## Task directions
How many lines of the material below contain the string "Give"? Reply with the number only.

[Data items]
________________
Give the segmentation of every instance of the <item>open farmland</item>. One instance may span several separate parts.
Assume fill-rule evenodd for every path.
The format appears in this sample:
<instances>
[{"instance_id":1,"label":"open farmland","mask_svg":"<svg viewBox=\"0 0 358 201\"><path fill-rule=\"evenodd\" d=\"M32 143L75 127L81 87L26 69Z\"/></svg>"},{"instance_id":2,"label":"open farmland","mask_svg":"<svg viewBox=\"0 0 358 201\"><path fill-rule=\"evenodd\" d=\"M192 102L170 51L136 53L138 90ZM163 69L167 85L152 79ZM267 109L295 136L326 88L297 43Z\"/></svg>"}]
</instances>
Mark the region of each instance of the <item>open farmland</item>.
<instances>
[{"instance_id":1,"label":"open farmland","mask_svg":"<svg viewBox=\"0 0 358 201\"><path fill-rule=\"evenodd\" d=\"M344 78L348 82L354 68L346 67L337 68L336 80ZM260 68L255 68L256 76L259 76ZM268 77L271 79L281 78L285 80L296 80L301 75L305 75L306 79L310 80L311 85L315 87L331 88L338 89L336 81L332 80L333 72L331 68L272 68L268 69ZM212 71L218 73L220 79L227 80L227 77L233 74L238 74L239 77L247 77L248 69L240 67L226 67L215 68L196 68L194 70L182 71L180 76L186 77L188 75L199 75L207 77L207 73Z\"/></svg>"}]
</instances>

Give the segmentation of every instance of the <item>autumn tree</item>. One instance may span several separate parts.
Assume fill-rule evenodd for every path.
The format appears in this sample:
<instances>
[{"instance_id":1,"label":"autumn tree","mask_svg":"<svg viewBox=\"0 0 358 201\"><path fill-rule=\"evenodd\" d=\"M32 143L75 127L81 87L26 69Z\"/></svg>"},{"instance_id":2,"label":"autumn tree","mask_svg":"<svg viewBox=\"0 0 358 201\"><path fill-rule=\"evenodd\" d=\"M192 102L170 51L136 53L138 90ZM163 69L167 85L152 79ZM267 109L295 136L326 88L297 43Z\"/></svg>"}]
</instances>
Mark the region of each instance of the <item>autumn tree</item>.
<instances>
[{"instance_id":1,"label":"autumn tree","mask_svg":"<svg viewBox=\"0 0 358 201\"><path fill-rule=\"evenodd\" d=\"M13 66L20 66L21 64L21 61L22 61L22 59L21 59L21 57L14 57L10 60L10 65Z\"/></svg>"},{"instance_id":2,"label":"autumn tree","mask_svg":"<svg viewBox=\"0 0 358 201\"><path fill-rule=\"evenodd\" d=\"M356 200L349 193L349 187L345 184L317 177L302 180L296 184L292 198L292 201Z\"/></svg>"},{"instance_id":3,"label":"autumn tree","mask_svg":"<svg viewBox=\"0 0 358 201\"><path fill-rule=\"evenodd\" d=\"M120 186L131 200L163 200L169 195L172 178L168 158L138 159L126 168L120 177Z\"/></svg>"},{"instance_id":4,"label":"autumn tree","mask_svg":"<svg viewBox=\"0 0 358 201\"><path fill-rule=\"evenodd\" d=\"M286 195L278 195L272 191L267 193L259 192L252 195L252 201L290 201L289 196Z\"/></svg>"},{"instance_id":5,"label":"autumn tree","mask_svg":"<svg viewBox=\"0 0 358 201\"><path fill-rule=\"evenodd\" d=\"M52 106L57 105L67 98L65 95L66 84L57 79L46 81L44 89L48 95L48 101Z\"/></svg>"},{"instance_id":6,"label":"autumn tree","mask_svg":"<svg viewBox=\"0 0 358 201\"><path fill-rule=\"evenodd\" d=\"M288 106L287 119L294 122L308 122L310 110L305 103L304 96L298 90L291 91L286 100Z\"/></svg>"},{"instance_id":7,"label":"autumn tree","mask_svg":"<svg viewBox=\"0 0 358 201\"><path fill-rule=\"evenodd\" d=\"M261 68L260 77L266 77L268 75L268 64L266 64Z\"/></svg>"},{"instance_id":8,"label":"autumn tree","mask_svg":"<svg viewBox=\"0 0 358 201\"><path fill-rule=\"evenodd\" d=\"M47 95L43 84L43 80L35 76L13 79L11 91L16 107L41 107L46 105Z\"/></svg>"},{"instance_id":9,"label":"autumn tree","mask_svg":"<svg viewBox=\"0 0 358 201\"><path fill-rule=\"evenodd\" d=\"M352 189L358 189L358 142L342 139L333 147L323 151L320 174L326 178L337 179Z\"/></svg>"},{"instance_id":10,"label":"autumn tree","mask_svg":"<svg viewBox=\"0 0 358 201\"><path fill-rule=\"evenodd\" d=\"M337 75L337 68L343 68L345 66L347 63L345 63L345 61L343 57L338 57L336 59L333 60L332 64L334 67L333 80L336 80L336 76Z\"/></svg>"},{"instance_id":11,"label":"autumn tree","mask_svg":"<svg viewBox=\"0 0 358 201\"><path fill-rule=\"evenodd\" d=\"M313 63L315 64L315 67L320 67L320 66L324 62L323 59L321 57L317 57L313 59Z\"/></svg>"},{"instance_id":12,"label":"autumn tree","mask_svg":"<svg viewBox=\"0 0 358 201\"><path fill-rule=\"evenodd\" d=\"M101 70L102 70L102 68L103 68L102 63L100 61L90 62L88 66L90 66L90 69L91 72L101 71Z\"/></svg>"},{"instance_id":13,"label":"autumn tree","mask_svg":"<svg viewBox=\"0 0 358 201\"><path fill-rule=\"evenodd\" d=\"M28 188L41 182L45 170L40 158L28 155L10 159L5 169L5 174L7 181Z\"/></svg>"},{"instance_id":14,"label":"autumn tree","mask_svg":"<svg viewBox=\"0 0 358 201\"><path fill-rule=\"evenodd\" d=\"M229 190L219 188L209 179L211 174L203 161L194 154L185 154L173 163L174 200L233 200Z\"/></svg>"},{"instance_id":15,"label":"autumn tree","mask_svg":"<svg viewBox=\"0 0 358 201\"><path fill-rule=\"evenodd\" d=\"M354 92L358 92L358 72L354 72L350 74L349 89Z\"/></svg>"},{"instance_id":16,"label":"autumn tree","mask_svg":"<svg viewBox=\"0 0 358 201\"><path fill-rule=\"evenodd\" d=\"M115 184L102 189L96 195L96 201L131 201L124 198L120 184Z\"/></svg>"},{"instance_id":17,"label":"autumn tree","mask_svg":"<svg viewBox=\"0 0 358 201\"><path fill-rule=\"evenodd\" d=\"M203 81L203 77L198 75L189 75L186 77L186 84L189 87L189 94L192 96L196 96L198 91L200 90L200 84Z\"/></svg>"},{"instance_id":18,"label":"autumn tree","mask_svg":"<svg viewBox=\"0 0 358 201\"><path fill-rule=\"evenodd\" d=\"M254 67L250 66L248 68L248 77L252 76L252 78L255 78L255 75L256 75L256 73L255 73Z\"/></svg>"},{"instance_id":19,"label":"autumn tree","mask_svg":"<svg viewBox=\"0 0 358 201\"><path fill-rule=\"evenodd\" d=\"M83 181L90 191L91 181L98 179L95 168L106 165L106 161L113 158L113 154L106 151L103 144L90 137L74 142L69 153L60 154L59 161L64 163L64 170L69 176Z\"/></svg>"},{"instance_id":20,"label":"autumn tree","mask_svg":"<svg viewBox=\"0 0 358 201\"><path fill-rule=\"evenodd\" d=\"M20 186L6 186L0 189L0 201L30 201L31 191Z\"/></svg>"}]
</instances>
________________
## Response to the exercise
2